_TEXTO EXTRAÍDO_

"A felicidade é uma palavra abstrata, composta de algumas ideias de prazer." - Voltaire - Aforismos, sentenças e julgamentos salomônicos
Os portugueses ficaram bastante impressionados com a Mata Atlântica, quando aportaram nas costas da Bahia em 1500. A carta de Pero Vaz de Caminha reporta sobre a luxuriante vegetação, a abundância das águas e a fertilidade do solo. Nesta época a floresta ocupava uma área de cerca de 1,3 milhões km², estendendo-se por aproximadamente 3.500 quilômetros, do Rio Grande do Norte ao Rio Grande do Sul. Desta extensa área restam atualmente 52.000 km² de mata, concentrando-se principalmente na região Sudeste, entre os Estados de São Paulo e Paraná.
Foram 500 anos de exploração da floresta, para extrair madeiras, praticar agricultura e pecuária, estabelecer cidades. Já na primeira metade do século XVI mercadores portugueses, franceses – que para isso fundaram feitorias no Rio de Janeiro e em Cabo Frio – e espanhóis, iniciaram a exploração do pau-brasil, árvore bastante abundante na mata e usada para tingimento de tecidos na Europa. Entre 1530 e 1550 foram construídos os primeiros engenhos de açúcar nas capitanias de Pernambuco e de São Vicente. No Sul do Brasil a cultura da cana-de-açúcar, planta trazida pelos portugueses da Ilha da Madeira, não se desenvolveu.

_SOLICITAÇÃO ESCRITA 1_
Reescreva os registros a partir da linha que contém "output [[600, 363]]." até a linha que contém "[[1089, 231], [140, 141], [259, 160]]", inclusive, trocando "dense forest" por "thick forest" e mantendo todo o restante inalterado.

_DADOS APRESENTADOS_
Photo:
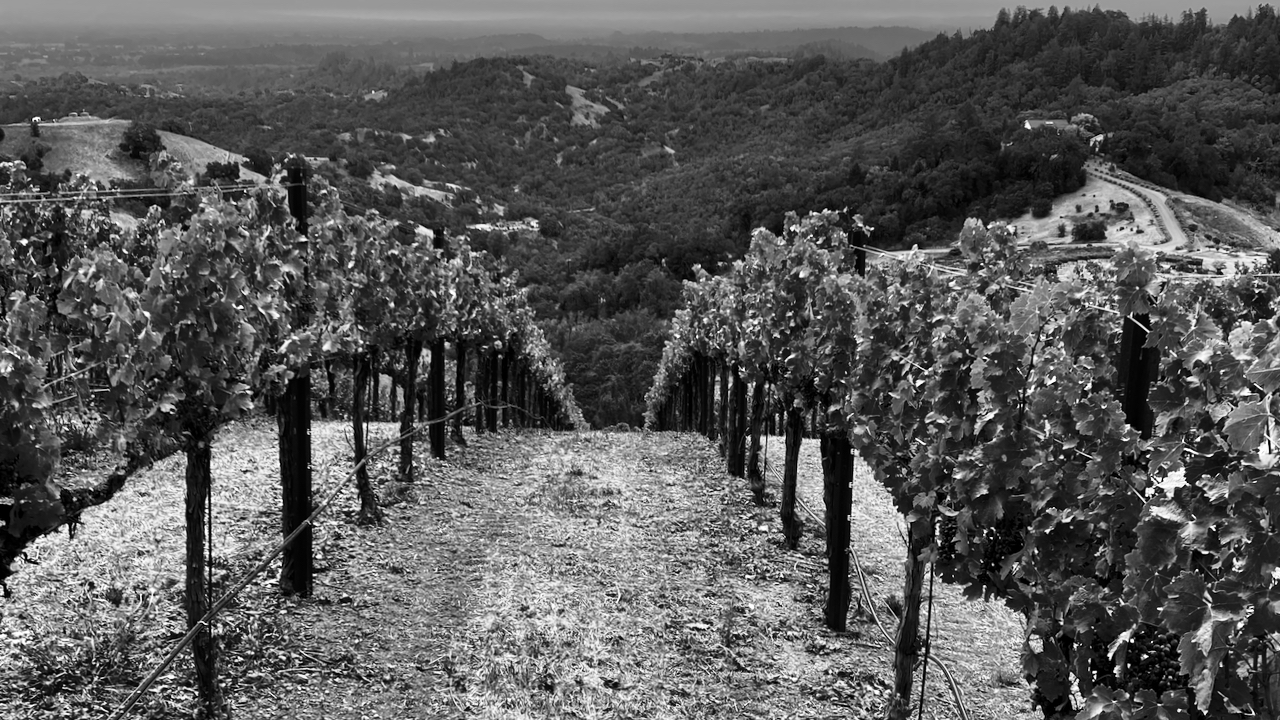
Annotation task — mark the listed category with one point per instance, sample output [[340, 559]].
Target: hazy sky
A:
[[571, 16]]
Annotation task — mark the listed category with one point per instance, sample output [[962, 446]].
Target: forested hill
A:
[[639, 168]]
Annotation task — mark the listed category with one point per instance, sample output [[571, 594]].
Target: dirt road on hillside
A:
[[1156, 201]]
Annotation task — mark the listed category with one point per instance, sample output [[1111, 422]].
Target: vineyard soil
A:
[[534, 575]]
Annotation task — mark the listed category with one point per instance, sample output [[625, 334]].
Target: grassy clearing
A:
[[94, 149], [1212, 224]]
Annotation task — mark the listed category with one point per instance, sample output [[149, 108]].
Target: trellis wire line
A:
[[103, 195], [279, 547]]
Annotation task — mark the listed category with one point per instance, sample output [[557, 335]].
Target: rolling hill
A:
[[91, 146]]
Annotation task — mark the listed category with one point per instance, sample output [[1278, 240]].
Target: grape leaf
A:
[[1246, 425], [35, 506]]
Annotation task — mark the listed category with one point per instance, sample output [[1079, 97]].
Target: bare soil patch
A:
[[529, 575]]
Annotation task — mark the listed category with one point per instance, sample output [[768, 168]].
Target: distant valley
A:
[[641, 156]]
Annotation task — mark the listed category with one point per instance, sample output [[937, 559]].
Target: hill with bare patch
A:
[[92, 147]]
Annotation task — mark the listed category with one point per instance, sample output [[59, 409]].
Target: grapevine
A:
[[988, 405]]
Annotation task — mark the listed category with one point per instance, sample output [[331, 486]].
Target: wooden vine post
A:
[[199, 428], [737, 425], [708, 393], [906, 645], [460, 388], [412, 354], [435, 382], [723, 409], [754, 472], [837, 464], [481, 387], [1138, 369], [492, 374], [435, 402], [295, 434], [791, 523]]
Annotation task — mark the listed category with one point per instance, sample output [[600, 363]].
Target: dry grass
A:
[[1219, 224], [536, 575], [1095, 204], [92, 149]]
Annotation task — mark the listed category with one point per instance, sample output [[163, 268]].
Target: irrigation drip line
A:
[[279, 547], [956, 693], [104, 195]]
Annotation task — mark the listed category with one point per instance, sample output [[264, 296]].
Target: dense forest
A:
[[679, 158]]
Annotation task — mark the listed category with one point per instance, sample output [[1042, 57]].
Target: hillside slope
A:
[[91, 146]]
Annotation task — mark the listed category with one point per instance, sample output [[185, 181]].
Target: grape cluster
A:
[[1101, 664], [1152, 662], [1001, 541]]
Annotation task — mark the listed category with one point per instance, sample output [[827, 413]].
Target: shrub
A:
[[1089, 231], [140, 141], [259, 160]]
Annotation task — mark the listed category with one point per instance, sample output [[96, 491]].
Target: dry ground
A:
[[533, 575], [92, 147], [1095, 203]]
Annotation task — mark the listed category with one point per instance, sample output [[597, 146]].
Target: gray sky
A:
[[570, 16]]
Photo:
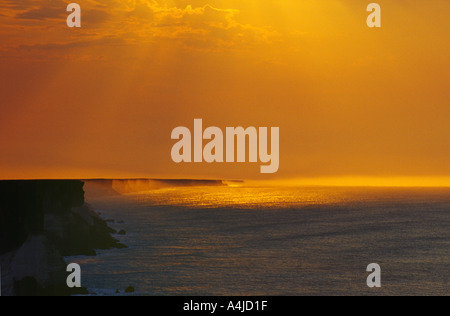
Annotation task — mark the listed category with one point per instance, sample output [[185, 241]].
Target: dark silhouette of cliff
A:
[[40, 222]]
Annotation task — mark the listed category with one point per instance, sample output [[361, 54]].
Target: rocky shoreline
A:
[[41, 221]]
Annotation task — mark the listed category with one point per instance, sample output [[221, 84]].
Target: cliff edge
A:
[[40, 222]]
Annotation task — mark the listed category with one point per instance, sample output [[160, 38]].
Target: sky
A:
[[101, 101]]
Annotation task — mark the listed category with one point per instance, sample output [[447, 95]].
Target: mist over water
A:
[[274, 241]]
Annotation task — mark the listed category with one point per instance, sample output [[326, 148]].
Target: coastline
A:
[[41, 222]]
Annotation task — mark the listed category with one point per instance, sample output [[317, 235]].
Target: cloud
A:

_SOLICITAÇÃO ESCRITA 2_
De acordo com o texto sobre a Mata Atlântica, com que finalidade os franceses fundaram feitorias no Rio de Janeiro e em Cabo Frio? Responda em uma a três frases.

_RESPOSTA DA TAREFA 1_
Annotation task — mark the listed category with one point per instance, sample output [[600, 363]].
Target: dry grass
A:
[[1219, 224], [536, 575], [1095, 204], [92, 149]]
Annotation task — mark the listed category with one point per instance, sample output [[163, 268]].
Target: irrigation drip line
A:
[[279, 547], [956, 693], [104, 195]]
Annotation task — mark the listed category with one point per instance, sample output [[264, 296]].
Target: thick forest
A:
[[679, 158]]
Annotation task — mark the listed category with one point per instance, sample output [[1042, 57]].
Target: hillside slope
A:
[[91, 146]]
Annotation task — mark the listed category with one point per instance, sample output [[185, 181]].
Target: grape cluster
A:
[[1101, 664], [1152, 662], [1001, 541]]
Annotation task — mark the listed category with one point per instance, sample output [[827, 413]].
Target: shrub
A:
[[1089, 231], [140, 141], [259, 160]]

_RESPOSTA DA TAREFA 2_
Os franceses fundaram feitorias no Rio de Janeiro e em Cabo Frio para participar da exploração do pau-brasil, iniciada na primeira metade do século XVI. Essa árvore era bastante abundante na mata e era usada na Europa para o tingimento de tecidos.